Zu bearbeitende Aufgaben:
**a.** Welche Geschäftsjahre werden im Text über die Starbucks-Aktie genannt? Führe alle auf.
**b.** Zum Wievielfachen des Gewinns wird SBUX laut dem Text über die Starbucks-Aktie auf Grundlage der Ergebnisse des Geschäftsjahres 2022 gehandelt?
**c.** Gib den Absatz aus dem Text über die Starbucks-Aktie, der mit „Auf der Grundlage der Ergebnisse“ beginnt, als Stichpunktliste wieder und behalte dabei die wesentlichen Fakten bei.

Bereitgestellter Text:
= = = =

Jetzt aber nähert sich die Starbucks-Aktie bereits wieder der 100-USD-Marke. Und auf diesem Niveau ist die Sorge ganz klar: Alle guten Nachrichten aus dem Geschäftsjahr 2022 sind bereits im Kurs berücksichtigt, und noch einiges mehr.
Warum Starbucks teuer ist (die Aktie, nicht nur der Kaffee)
Auf der Grundlage der Ergebnisse des Geschäftsjahres 2022 wird SBUX zum 33-fachen des Gewinns gehandelt. Zugegeben, die Wall Street sieht diesen Multiplikator relativ schnell sinken. Der Analystenkonsens erwartet ein EPS-Wachstum von 15 % im Geschäftsjahr 2023 und einen Anstieg auf 18 % für das Geschäftsjahr 2024.

= = = =

Datenübersicht:
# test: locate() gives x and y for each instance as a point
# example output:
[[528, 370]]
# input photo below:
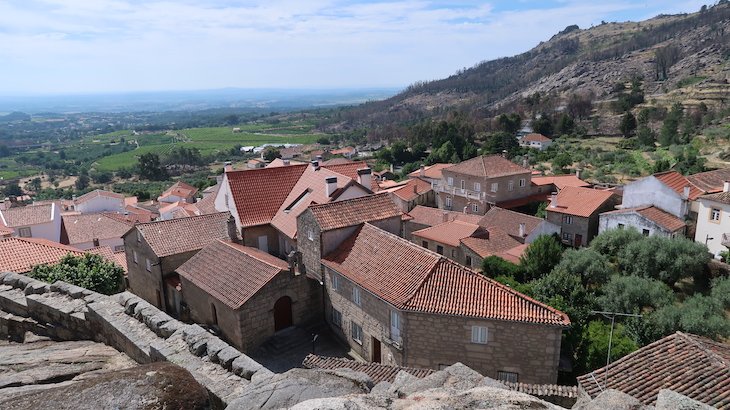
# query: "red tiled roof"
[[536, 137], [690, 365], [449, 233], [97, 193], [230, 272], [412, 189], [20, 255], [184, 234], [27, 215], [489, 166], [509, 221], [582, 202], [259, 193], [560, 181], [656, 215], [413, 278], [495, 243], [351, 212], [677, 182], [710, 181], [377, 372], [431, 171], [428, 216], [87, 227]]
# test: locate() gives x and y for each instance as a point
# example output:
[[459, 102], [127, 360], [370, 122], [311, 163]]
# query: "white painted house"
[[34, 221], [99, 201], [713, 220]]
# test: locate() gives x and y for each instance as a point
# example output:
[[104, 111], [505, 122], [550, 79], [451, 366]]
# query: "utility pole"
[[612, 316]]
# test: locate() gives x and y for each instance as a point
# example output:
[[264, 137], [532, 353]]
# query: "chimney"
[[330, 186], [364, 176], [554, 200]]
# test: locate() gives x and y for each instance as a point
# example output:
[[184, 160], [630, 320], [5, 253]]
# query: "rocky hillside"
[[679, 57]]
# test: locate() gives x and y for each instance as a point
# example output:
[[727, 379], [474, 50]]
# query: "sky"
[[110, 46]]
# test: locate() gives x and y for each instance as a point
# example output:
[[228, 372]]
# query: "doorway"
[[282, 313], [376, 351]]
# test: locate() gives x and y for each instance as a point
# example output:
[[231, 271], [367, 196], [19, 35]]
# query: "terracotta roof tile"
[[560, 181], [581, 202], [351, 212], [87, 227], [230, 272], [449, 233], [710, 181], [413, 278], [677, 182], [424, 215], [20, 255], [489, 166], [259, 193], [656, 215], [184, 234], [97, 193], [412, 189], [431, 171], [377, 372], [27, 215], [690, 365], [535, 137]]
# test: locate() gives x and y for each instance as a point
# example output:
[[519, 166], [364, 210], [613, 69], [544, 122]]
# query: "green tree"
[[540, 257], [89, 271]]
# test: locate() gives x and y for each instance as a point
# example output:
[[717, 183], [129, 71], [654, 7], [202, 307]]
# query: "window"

= = = =

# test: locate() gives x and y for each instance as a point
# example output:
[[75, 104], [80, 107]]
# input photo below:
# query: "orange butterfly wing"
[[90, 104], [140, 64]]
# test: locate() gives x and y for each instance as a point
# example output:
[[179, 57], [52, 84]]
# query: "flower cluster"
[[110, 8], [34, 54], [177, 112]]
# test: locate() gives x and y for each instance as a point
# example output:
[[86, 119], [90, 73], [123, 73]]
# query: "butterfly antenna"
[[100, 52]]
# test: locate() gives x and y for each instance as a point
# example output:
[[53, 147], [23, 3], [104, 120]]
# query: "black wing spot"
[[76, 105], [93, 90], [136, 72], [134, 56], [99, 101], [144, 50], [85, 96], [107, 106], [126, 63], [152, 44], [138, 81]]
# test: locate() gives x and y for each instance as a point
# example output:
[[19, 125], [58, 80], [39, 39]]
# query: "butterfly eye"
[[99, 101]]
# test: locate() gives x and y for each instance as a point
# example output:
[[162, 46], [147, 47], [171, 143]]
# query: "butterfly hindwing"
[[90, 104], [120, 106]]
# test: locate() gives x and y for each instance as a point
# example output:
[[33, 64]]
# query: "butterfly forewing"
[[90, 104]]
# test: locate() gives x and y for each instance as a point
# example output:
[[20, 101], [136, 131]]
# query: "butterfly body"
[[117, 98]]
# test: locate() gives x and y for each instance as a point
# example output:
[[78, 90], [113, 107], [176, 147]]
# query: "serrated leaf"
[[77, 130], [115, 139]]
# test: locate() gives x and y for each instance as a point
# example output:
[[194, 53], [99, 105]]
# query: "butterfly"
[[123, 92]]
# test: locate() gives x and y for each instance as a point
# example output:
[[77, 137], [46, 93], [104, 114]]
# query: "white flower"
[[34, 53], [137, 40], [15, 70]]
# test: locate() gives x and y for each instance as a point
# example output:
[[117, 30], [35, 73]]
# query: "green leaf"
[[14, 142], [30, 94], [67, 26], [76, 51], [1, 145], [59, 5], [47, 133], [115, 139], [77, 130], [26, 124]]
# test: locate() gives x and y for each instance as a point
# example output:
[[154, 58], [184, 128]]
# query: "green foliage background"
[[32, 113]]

= = = =

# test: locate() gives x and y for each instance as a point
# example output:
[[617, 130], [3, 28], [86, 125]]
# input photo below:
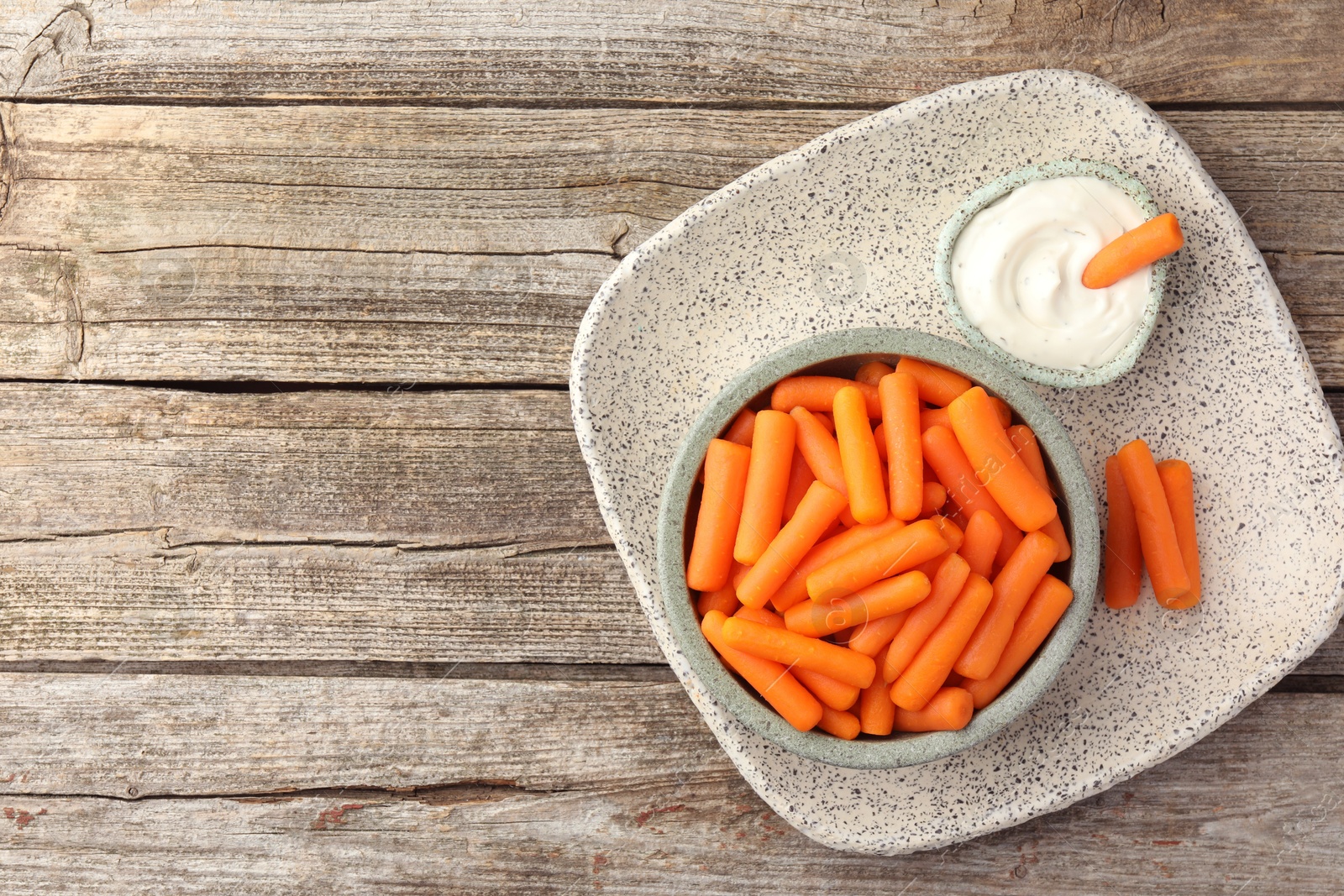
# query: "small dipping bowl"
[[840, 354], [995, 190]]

= = = =

Lösungen der Aufgaben:
**a.**
- 2022
- 2023
- 2024

**b.** Zum 33-fachen des Gewinns.

**c.**
- SBUX wird auf Basis des Geschäftsjahres 2022 zum 33-fachen des Gewinns gehandelt.
- Die Wall Street erwartet, dass dieser Multiplikator relativ schnell sinkt.
- Der Analystenkonsens rechnet mit 15 % EPS-Wachstum im Geschäftsjahr 2023.
- Für das Geschäftsjahr 2024 wird ein Anstieg auf 18 % erwartet.